━━━━━ EXERCISE MATERIAL

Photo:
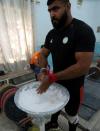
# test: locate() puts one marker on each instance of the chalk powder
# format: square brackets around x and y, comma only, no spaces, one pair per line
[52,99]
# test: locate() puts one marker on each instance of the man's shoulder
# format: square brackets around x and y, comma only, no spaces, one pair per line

━━━━━━━━━━
━━━━━ EXERCISE MATERIAL

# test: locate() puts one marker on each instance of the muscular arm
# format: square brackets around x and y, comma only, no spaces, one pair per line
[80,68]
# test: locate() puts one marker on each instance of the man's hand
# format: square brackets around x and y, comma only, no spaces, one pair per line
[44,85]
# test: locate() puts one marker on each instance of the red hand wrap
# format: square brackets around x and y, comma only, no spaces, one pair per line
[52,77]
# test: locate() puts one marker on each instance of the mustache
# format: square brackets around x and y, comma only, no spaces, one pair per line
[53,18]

━━━━━━━━━━

*GIVEN EXERCISE:* Find each line in the records above that contains the word "hand" and copy those lines.

*SOLUTION TO THE PROBLEM:*
# test: locate() puts one marker on each instance of the man's hand
# test: locate() puts one marker on each instance of the red hand wrap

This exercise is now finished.